■ **Task brief**
Write out exactly the lines of the entries below from the one holding "Indicate the striped" to the one holding "[(134, 197), (448, 326)]", inclusive, and leave out all other lines.

── Record extracts

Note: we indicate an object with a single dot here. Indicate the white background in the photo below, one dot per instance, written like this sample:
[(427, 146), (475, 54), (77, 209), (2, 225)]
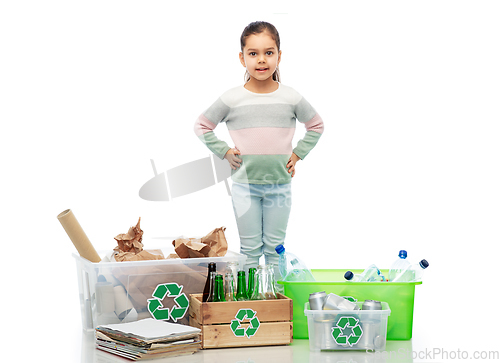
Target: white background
[(409, 93)]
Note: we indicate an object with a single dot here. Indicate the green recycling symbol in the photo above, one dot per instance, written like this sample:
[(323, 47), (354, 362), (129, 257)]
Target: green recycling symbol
[(241, 315), (355, 334), (156, 308)]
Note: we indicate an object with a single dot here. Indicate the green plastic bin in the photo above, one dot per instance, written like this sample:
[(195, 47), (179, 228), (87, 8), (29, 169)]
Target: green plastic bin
[(399, 296)]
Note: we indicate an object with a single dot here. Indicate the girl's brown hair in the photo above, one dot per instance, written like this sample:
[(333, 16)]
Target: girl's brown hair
[(258, 27)]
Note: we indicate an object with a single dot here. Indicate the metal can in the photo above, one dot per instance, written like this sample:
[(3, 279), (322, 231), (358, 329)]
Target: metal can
[(372, 305), (316, 300)]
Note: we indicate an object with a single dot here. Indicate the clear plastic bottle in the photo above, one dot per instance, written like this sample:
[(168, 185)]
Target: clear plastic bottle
[(371, 274), (413, 272), (291, 267), (264, 284), (209, 284), (399, 266)]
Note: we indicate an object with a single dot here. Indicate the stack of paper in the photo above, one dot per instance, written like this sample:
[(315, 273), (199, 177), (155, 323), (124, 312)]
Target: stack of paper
[(148, 338)]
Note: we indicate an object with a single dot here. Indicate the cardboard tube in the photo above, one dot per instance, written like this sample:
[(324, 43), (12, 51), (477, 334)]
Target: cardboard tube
[(78, 236)]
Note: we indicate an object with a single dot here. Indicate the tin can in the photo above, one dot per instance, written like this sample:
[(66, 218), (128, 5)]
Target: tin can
[(372, 305), (335, 302), (316, 300)]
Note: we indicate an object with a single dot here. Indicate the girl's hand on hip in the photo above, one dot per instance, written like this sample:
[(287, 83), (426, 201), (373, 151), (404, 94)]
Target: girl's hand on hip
[(233, 160), (291, 164)]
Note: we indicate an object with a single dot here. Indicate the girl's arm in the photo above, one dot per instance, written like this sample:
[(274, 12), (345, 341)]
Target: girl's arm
[(306, 114), (207, 122)]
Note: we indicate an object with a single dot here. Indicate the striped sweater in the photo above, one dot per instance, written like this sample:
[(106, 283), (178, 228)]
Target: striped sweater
[(262, 126)]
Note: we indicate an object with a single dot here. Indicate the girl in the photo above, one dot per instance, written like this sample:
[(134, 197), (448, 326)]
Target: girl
[(261, 117)]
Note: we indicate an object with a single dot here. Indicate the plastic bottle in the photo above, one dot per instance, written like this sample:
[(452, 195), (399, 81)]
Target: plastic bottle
[(400, 265), (412, 273), (371, 274), (212, 267), (291, 267)]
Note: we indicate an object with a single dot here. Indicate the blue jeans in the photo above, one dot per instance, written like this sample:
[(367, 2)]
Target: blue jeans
[(261, 212)]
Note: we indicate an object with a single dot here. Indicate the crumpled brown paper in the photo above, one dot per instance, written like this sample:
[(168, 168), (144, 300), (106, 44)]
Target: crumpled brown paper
[(213, 244), (130, 247)]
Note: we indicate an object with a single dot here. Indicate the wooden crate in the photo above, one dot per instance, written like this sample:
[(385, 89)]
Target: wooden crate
[(227, 324)]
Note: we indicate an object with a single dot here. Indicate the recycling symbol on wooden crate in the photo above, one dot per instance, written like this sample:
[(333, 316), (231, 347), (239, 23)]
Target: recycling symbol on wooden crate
[(340, 331), (156, 308), (250, 330)]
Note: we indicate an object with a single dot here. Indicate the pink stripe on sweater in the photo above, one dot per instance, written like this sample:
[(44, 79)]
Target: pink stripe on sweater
[(315, 124), (203, 125), (263, 140)]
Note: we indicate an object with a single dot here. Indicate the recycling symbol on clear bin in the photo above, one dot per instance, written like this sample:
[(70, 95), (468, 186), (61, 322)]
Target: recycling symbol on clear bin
[(250, 330), (338, 332), (156, 308)]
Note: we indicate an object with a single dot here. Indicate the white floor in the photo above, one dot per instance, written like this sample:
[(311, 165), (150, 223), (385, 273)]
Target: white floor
[(298, 352)]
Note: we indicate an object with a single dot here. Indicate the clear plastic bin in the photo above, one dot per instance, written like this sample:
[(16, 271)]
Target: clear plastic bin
[(119, 292), (364, 330)]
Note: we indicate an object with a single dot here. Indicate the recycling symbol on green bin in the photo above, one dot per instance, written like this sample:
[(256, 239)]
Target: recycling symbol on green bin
[(156, 308), (250, 330), (340, 331)]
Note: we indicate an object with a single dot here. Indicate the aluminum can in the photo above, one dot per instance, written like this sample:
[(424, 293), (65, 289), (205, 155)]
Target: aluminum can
[(372, 305), (316, 300)]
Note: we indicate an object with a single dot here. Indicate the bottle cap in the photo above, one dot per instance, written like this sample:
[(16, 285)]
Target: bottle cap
[(348, 275), (424, 264)]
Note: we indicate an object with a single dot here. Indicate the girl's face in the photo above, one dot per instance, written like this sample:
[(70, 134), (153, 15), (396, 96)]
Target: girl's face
[(260, 56)]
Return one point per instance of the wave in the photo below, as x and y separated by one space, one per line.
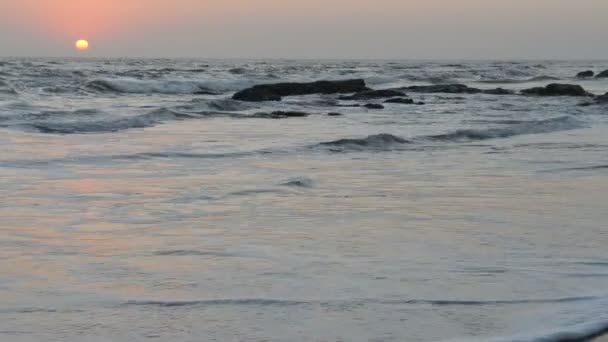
372 142
584 332
530 127
107 126
169 87
299 182
516 81
354 302
218 302
182 252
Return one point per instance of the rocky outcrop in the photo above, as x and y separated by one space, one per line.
603 74
373 106
444 88
400 100
275 92
280 115
557 89
585 74
498 91
373 94
602 99
598 100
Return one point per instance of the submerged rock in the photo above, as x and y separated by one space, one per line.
557 89
274 92
585 74
498 91
280 115
445 88
374 94
598 100
603 74
400 100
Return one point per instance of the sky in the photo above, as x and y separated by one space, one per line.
357 29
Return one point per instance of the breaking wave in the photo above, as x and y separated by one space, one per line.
373 142
529 127
107 126
169 87
583 332
516 81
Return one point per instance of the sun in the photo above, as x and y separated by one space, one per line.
82 45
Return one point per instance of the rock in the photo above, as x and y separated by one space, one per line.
602 99
373 94
274 92
598 100
445 88
280 115
557 89
498 91
585 74
603 74
400 100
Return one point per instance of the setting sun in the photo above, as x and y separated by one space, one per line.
82 45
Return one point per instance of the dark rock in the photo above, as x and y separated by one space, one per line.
280 115
557 89
373 94
602 99
400 100
598 100
603 74
445 88
498 91
349 105
274 92
585 74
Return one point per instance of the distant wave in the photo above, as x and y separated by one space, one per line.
516 81
372 142
392 142
356 302
584 332
299 182
218 302
170 87
530 127
107 126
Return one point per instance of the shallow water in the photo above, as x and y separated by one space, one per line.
134 208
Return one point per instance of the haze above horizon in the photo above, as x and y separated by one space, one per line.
353 29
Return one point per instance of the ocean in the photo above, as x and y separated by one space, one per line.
139 201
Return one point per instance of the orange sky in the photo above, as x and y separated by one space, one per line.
323 28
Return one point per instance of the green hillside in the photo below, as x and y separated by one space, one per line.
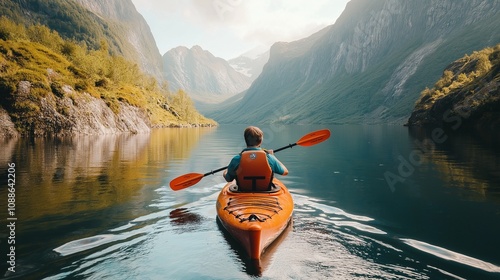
68 19
466 95
38 68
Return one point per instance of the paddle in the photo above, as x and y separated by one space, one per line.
310 139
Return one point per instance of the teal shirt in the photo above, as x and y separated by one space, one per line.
276 166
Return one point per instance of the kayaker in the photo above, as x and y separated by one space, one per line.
254 167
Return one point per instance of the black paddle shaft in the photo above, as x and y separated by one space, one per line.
225 167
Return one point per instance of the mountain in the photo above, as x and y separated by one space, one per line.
115 22
201 74
466 96
251 63
370 66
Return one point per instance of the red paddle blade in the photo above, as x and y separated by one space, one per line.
185 181
314 138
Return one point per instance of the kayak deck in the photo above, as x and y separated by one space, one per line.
255 219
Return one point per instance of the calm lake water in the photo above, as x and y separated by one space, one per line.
377 202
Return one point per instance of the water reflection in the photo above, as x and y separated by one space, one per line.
74 174
469 161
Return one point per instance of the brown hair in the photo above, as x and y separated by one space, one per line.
253 136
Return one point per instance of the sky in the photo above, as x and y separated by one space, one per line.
229 28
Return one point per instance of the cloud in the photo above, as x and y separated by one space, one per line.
236 23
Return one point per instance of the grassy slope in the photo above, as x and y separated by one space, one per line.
49 63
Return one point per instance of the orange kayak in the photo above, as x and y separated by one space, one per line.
255 219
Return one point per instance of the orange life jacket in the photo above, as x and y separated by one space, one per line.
254 172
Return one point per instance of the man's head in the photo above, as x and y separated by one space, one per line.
253 136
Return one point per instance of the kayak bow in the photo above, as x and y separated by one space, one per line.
255 219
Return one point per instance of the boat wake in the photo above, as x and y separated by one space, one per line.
323 242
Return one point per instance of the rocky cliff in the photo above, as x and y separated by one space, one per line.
467 95
201 74
51 86
123 15
370 66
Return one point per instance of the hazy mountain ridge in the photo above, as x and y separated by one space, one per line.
201 74
370 66
250 65
467 95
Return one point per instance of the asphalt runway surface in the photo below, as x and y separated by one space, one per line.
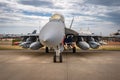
38 65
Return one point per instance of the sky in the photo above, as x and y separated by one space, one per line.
24 16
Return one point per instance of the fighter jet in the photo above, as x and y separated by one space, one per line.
55 34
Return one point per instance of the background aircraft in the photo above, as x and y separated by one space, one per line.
55 34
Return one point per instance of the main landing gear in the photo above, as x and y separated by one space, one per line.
74 49
58 56
47 50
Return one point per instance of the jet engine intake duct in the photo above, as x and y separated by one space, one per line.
82 44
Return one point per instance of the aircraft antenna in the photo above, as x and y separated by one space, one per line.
71 22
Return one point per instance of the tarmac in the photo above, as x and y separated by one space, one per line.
38 65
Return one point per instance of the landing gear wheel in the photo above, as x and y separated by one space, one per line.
54 58
47 50
60 58
74 49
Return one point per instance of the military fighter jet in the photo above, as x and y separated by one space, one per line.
55 34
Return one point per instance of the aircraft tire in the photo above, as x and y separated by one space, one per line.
74 49
47 50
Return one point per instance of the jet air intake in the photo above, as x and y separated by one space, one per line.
82 44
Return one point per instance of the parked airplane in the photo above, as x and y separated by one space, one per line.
55 34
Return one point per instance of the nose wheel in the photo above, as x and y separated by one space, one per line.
57 58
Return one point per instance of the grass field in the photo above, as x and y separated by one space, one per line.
7 45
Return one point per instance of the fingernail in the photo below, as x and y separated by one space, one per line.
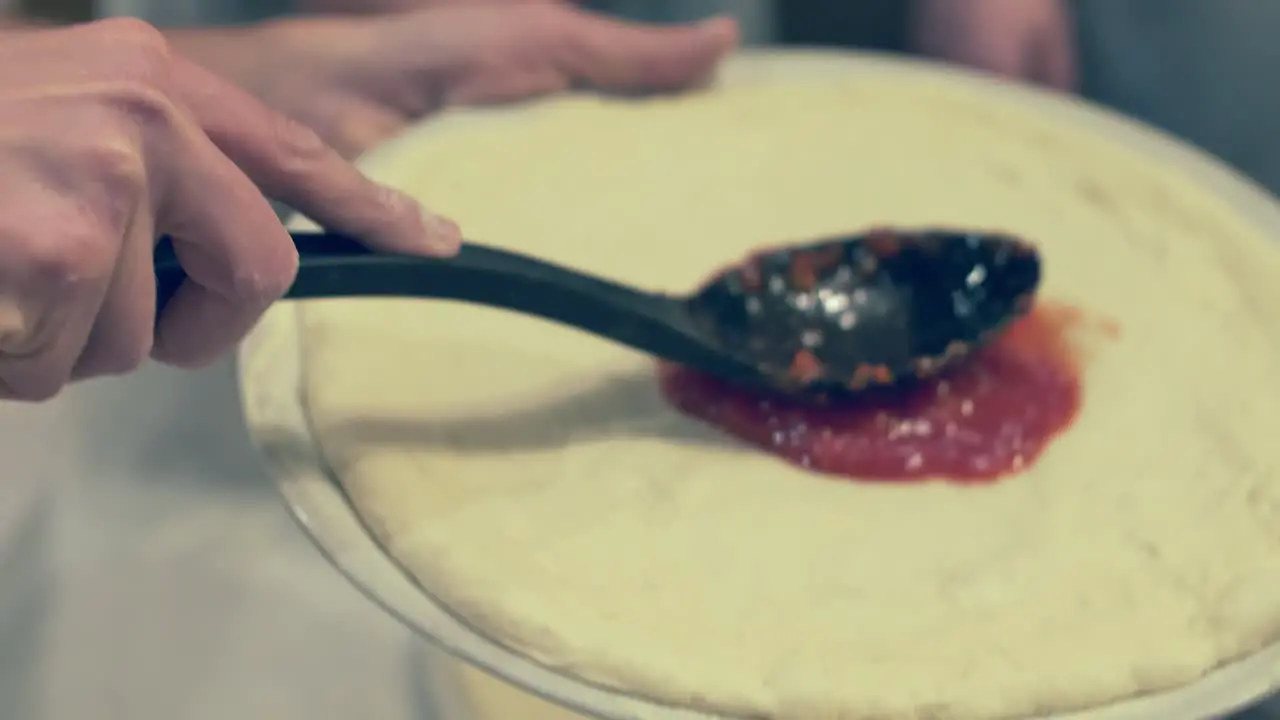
443 236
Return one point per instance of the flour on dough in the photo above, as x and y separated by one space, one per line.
531 478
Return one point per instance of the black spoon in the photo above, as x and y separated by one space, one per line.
817 319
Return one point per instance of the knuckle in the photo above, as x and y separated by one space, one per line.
68 259
117 164
127 354
33 388
141 45
142 103
298 147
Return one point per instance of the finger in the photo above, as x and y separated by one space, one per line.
504 87
1057 60
36 364
292 164
124 331
237 255
625 57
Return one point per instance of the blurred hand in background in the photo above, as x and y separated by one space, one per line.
1027 40
360 80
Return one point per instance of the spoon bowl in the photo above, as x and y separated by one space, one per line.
845 314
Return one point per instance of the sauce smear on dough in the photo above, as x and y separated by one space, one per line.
988 418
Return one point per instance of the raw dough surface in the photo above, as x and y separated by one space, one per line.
531 478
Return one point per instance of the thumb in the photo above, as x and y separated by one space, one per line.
626 57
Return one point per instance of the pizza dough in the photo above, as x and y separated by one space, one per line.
531 478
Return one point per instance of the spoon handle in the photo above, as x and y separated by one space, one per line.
336 265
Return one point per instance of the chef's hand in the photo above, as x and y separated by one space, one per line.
374 7
1028 40
108 139
359 80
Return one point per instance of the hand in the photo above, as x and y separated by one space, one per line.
108 139
360 80
1029 40
375 7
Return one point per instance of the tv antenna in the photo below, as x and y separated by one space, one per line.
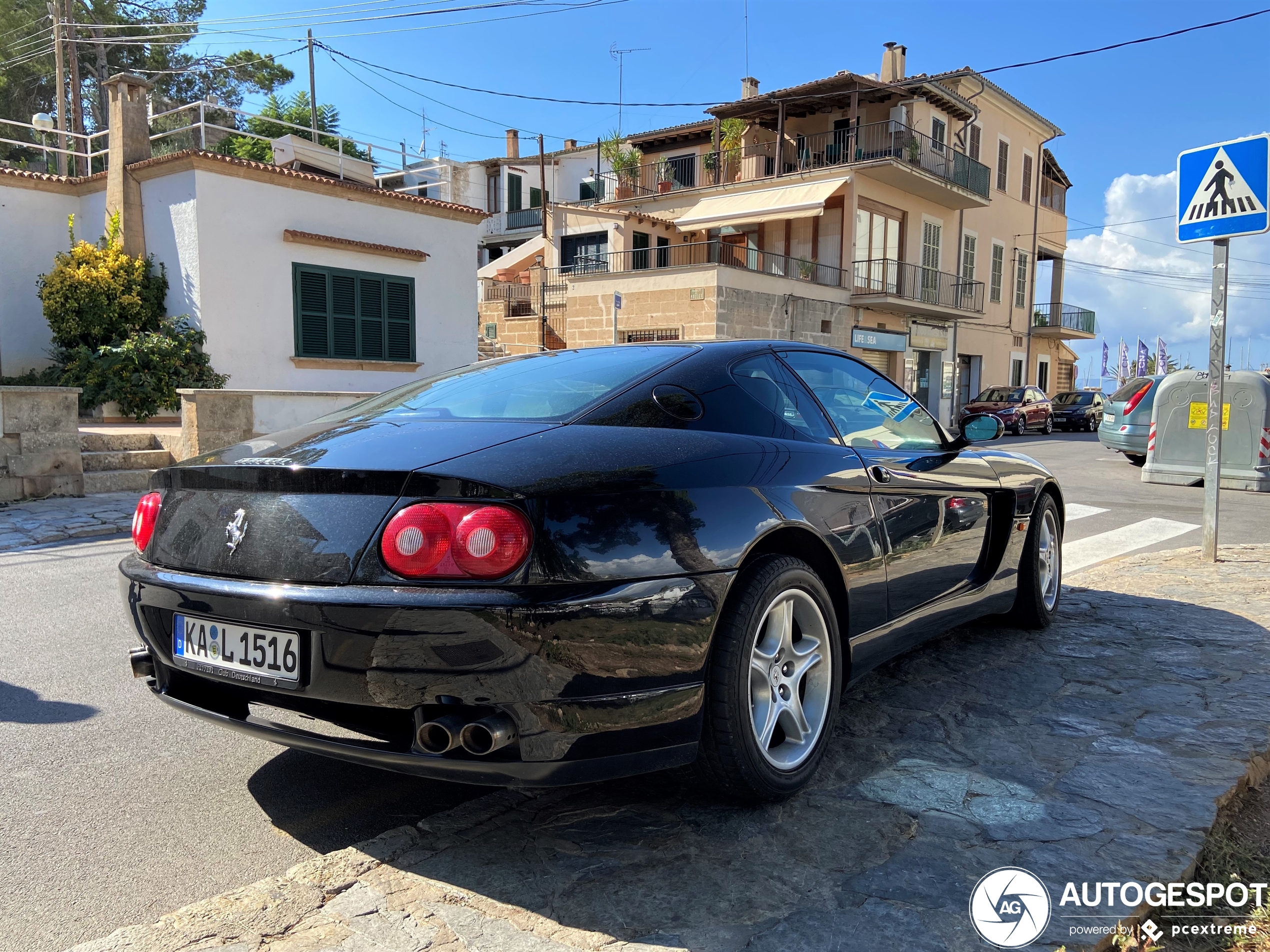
619 55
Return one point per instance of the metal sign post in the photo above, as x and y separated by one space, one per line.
1224 191
1216 398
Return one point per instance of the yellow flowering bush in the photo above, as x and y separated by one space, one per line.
97 295
111 337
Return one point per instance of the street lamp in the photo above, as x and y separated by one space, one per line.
45 123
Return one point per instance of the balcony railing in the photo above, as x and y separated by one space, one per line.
760 160
1053 194
525 219
1070 316
912 282
702 253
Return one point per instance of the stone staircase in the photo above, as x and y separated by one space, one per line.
488 349
117 462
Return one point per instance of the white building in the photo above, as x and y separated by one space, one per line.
300 281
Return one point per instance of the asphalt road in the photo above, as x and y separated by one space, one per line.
116 809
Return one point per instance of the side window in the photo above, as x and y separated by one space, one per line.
772 384
868 409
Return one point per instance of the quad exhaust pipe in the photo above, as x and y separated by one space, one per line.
479 738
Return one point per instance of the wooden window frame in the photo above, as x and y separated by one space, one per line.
386 353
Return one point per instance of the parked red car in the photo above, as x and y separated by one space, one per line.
1020 409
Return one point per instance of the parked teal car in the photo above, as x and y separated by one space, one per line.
1127 418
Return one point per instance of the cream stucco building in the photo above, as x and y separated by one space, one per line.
915 221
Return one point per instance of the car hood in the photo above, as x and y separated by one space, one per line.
304 504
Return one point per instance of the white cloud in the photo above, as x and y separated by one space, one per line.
1136 305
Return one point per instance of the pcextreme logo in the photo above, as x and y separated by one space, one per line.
1010 908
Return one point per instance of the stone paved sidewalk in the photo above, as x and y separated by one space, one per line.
1096 751
24 525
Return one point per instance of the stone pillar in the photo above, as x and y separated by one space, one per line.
40 447
128 142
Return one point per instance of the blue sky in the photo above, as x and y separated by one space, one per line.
1126 113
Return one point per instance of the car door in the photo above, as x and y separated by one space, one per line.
824 484
932 502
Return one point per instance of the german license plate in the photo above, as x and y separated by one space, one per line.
242 653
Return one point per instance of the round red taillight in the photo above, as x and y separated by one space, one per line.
145 518
490 541
416 541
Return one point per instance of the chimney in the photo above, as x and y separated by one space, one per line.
128 141
893 62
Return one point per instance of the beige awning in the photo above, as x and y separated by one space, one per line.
796 201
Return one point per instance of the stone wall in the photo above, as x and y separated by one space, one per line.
40 446
212 419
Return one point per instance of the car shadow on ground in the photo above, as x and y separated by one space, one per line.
24 706
1094 751
330 804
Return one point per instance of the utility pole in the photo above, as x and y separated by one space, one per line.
76 94
313 89
62 86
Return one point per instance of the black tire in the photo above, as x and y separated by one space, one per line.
1038 596
730 761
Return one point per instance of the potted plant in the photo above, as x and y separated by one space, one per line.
625 163
664 177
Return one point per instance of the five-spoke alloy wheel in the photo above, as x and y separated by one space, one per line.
774 682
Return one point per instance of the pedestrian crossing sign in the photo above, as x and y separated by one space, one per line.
1222 191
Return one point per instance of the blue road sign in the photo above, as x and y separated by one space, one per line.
1222 189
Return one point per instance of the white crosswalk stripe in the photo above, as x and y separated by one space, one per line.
1084 553
1078 511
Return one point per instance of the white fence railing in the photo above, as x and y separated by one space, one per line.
398 169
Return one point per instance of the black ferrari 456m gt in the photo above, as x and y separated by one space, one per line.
584 564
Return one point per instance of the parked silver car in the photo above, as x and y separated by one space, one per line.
1127 418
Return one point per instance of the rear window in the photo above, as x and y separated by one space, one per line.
996 395
1074 399
1130 389
542 387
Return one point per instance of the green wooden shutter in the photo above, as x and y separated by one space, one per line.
371 324
344 315
313 313
400 320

────

■ **Solution below**
Note: we indicate an object with a single dot here. Indicate the striped sweater in the photo above, one dot per instance, written like this sample:
[(106, 283), (178, 228)]
Target: striped sweater
[(262, 126)]
Note: we indicate an object with a single dot here. Indicate the girl in the photo above, one dot per instance, written like this sample:
[(134, 197), (448, 326)]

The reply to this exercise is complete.